((

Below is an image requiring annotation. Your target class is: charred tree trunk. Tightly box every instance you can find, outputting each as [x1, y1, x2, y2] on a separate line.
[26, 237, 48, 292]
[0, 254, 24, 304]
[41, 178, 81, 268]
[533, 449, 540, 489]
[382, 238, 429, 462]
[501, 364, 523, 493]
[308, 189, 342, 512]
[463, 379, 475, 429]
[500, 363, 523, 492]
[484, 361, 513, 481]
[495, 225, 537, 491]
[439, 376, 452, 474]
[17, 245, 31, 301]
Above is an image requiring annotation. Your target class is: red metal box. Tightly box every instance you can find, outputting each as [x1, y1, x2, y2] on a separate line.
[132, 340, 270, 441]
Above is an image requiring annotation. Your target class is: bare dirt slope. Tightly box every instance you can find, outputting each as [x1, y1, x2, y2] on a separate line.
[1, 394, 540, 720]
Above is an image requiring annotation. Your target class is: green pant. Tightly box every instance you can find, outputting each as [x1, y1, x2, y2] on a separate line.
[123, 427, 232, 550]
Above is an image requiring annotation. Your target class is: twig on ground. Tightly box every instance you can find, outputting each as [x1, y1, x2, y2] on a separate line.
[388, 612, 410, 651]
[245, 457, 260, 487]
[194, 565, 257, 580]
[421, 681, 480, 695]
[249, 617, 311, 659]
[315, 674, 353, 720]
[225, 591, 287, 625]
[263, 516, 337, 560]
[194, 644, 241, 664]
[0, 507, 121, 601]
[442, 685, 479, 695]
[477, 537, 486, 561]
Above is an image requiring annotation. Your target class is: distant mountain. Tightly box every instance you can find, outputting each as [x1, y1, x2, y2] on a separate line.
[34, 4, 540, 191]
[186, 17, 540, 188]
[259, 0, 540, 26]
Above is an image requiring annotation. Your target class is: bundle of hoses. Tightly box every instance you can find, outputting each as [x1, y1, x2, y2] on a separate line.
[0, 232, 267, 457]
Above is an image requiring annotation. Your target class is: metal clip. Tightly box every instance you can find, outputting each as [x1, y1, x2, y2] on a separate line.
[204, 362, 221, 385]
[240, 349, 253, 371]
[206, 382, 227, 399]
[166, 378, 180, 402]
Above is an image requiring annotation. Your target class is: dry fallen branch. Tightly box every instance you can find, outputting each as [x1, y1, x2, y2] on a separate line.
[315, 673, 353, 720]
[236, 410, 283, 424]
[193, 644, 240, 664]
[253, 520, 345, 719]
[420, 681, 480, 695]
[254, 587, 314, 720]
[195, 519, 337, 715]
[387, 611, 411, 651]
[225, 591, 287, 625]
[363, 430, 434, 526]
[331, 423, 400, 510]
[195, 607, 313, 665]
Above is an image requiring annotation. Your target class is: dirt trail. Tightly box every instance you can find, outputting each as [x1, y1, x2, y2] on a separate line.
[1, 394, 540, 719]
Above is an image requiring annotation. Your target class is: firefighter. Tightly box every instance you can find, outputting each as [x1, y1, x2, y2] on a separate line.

))

EXERCISE DIRECTIONS = With nothing added or left out, print the data again.

TASK RESULT =
Below is an image requiring annotation. Your target class is: charred tree trunk. Tightly box every instance you can find, outputting each as [x1, y1, x2, y2] on a separate line.
[26, 237, 48, 292]
[0, 254, 24, 304]
[41, 178, 81, 268]
[533, 449, 540, 489]
[382, 238, 429, 462]
[501, 364, 523, 493]
[308, 189, 342, 512]
[463, 379, 475, 429]
[500, 363, 523, 492]
[484, 361, 513, 481]
[495, 225, 537, 491]
[439, 376, 452, 474]
[17, 245, 31, 301]
Above is an image requiring annotation. Your target class is: red metal box. Tightly box every instance you can find, outputting each as [x1, y1, x2, y2] on a separate line.
[132, 340, 270, 441]
Above is an image requiring annotation. Your target class is: bare dirt slope. Tightly box every instance you can find, outputting each as [x1, y1, x2, y2] on a separate line.
[1, 394, 540, 720]
Above is an image requiring annotation. Your target class is: green pant. Tightly box every instance you can find, outputting each as [x1, y1, x2, y2] on a separate line.
[123, 427, 232, 550]
Above is an image requiring annotation. Your target class is: twig on ground. Tightly box every instance you can find, outputting each as [x1, y1, x2, y2] on a separate line.
[388, 612, 410, 651]
[245, 457, 260, 487]
[194, 565, 257, 580]
[421, 681, 480, 695]
[249, 617, 311, 659]
[315, 674, 353, 720]
[225, 591, 287, 625]
[263, 516, 337, 560]
[194, 644, 241, 664]
[0, 507, 121, 601]
[442, 685, 479, 695]
[477, 537, 486, 561]
Above is an image requiring annotation. Your target class is: distant mountain. Tightly box every instance you can find, outputting each as [x1, y1, x2, y2] on a separate line.
[34, 4, 540, 191]
[186, 17, 540, 188]
[259, 0, 540, 26]
Above is an image requiring annotation. Your target class is: bundle of hoses. Tightly box every instance you can find, outputting each as [x1, y1, x2, y2] on a separate line.
[0, 232, 267, 457]
Above is an image requiring annotation. Your target class is: metal clip. Tightly box every instance you can find, outputting each as [x1, y1, x2, y2] on a separate line.
[204, 362, 221, 385]
[240, 349, 253, 371]
[206, 382, 227, 399]
[166, 378, 180, 402]
Above is an image requiring annotation. Your target class is: dry fallen branch. Tightly box every instance you can find, outputting each as [x1, y1, x2, y2] on a separate line.
[315, 673, 353, 720]
[236, 410, 283, 424]
[193, 644, 240, 664]
[253, 520, 345, 719]
[420, 681, 480, 695]
[254, 587, 314, 720]
[195, 519, 337, 715]
[387, 611, 411, 651]
[225, 591, 287, 625]
[363, 430, 434, 526]
[331, 423, 400, 510]
[195, 607, 313, 665]
Above is an image requiring annotation. Your target class is: dirt trail. Tightly box every instance you can find, outputting each as [x1, y1, x2, y2] on a separate line.
[1, 394, 540, 719]
Above is an image requiring annotation. Your target class is: firefighter. Tightly box every instance you can find, outputting each as [x1, y1, x2, y2] on a separate line.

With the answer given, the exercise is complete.